## Set task
Copy every one of the rows below word for word, leaving out the pictures.

## Information provided
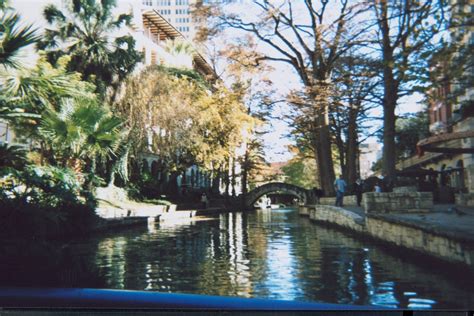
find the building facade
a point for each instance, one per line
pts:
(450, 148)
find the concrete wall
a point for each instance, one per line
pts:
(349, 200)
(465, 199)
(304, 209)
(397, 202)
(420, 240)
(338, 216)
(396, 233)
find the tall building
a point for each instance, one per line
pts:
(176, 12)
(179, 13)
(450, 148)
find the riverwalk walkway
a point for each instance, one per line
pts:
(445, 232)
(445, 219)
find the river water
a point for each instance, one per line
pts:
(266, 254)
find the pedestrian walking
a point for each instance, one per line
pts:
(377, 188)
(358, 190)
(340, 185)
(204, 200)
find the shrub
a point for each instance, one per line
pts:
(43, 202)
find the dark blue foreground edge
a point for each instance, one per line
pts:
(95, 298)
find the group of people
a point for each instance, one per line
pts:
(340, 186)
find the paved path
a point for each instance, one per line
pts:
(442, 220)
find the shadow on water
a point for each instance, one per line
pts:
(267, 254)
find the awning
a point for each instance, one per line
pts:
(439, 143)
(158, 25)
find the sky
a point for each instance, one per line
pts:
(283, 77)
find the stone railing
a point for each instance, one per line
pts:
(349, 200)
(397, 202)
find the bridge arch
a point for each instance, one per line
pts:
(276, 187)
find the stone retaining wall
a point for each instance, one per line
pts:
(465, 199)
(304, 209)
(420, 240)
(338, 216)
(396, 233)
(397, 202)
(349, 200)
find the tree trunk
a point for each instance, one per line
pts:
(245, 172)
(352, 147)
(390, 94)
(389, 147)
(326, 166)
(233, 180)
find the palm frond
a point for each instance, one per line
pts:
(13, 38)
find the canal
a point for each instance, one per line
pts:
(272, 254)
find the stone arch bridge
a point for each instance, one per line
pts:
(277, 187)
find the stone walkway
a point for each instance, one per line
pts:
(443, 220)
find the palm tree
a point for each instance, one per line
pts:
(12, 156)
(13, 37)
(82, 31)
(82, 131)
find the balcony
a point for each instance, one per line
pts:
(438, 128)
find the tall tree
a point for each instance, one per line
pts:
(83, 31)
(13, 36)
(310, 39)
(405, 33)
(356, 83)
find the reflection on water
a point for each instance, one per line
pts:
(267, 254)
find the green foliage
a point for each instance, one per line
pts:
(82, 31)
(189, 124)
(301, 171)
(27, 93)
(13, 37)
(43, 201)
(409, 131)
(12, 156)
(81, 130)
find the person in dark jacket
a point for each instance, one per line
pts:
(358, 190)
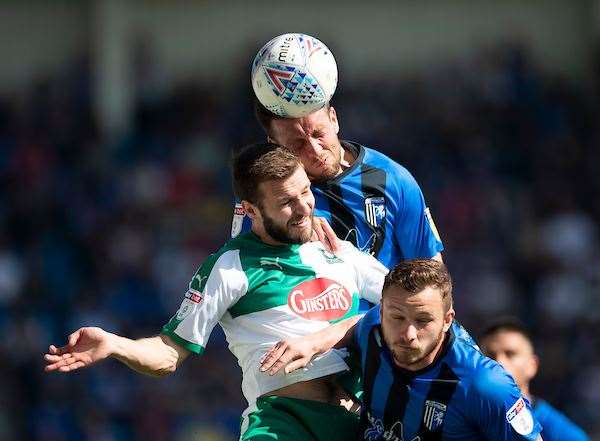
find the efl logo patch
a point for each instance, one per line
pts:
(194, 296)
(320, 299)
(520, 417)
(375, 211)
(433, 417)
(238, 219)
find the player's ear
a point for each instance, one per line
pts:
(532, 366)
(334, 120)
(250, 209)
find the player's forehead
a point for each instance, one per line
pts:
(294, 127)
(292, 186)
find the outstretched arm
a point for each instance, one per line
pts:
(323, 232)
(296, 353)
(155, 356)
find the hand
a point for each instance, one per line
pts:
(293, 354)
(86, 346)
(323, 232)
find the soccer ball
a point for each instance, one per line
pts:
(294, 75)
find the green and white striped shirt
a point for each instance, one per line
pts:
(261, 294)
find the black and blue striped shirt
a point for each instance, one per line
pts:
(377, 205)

## Written response
find the building facade
a point for each instance, one per line
pts:
(450, 148)
find the concrete wall
a point for each instance, one per line
pts:
(349, 200)
(465, 199)
(304, 209)
(397, 202)
(420, 240)
(338, 216)
(396, 233)
find the tall building
a point for each instance, one per line
pts:
(176, 12)
(179, 13)
(450, 148)
find the riverwalk walkway
a point for each instance, one per line
pts:
(445, 232)
(445, 219)
find the river water
a point for each instance, one per line
pts:
(266, 254)
find the pedestrian walking
a point for each instance, one per line
pts:
(377, 188)
(358, 190)
(340, 185)
(204, 200)
find the shrub
a point for each instance, one per line
pts:
(43, 202)
find the dark blue foreground edge
a point for each instance, one per line
pts:
(95, 298)
find the group of people
a point for each instance, one per line
pts:
(340, 186)
find the paved path
a point for each instance, one per line
pts:
(442, 220)
find the shadow on water
a point for each instance, one per line
pts:
(267, 254)
find the awning
a point for each instance, one per line
pts:
(439, 143)
(158, 25)
find the sky
a point for each instance, one per line
pts:
(283, 77)
find the stone railing
a point for each instance, one per line
pts:
(349, 200)
(397, 202)
find the bridge arch
a point for each instance, one per line
pts:
(276, 187)
find the stone retaining wall
a point for each instance, one per line
pts:
(465, 199)
(304, 209)
(420, 240)
(338, 216)
(396, 233)
(397, 202)
(349, 200)
find the tree trunk
a point for each instance, one per line
pts:
(245, 172)
(352, 147)
(390, 94)
(389, 147)
(326, 166)
(233, 180)
find the palm frond
a point for each instance, one per line
pts:
(13, 38)
find the canal
a point for each instance, one per line
pts:
(272, 254)
find the stone arch bridge
a point for each instance, one per line
pts:
(277, 187)
find the stone walkway
a point for each instance, one per line
pts:
(443, 220)
find the palm tree
a point for each instance, one per line
pts:
(12, 156)
(13, 37)
(82, 31)
(82, 131)
find the balcony
a point for each instance, one per line
pts:
(438, 128)
find the tall tree
a point for each instance, one per line
pts:
(83, 31)
(13, 36)
(310, 39)
(405, 33)
(356, 83)
find the reflection on water
a point for each instance, one per line
pts:
(267, 254)
find the green foliage
a point for each instance, one per line
pts:
(82, 31)
(189, 124)
(301, 171)
(27, 93)
(13, 37)
(43, 201)
(409, 131)
(12, 156)
(81, 130)
find the person in dark jacket
a point for each instance, one per line
pts:
(358, 190)
find the efl logo patch
a point for each instance, one per line
pts:
(194, 296)
(320, 299)
(520, 417)
(375, 211)
(433, 417)
(238, 219)
find the player's ear
a point for each instance, one per line
pts:
(532, 366)
(334, 120)
(250, 209)
find the player's forehead
a point for each instance, one per line
pts:
(294, 127)
(292, 186)
find the outstretched arm
a point for each instance, one per line
pts:
(323, 232)
(296, 353)
(155, 356)
find the hand
a point for each instance, one per line
pts:
(293, 354)
(86, 346)
(323, 232)
find the soccer ball
a point for each instance, one per line
pts:
(294, 75)
find the green and white striped shirt
a point for each instance, one per line
pts:
(261, 294)
find the black and blue striped shirt
a point for each instance, one per line
pts:
(377, 205)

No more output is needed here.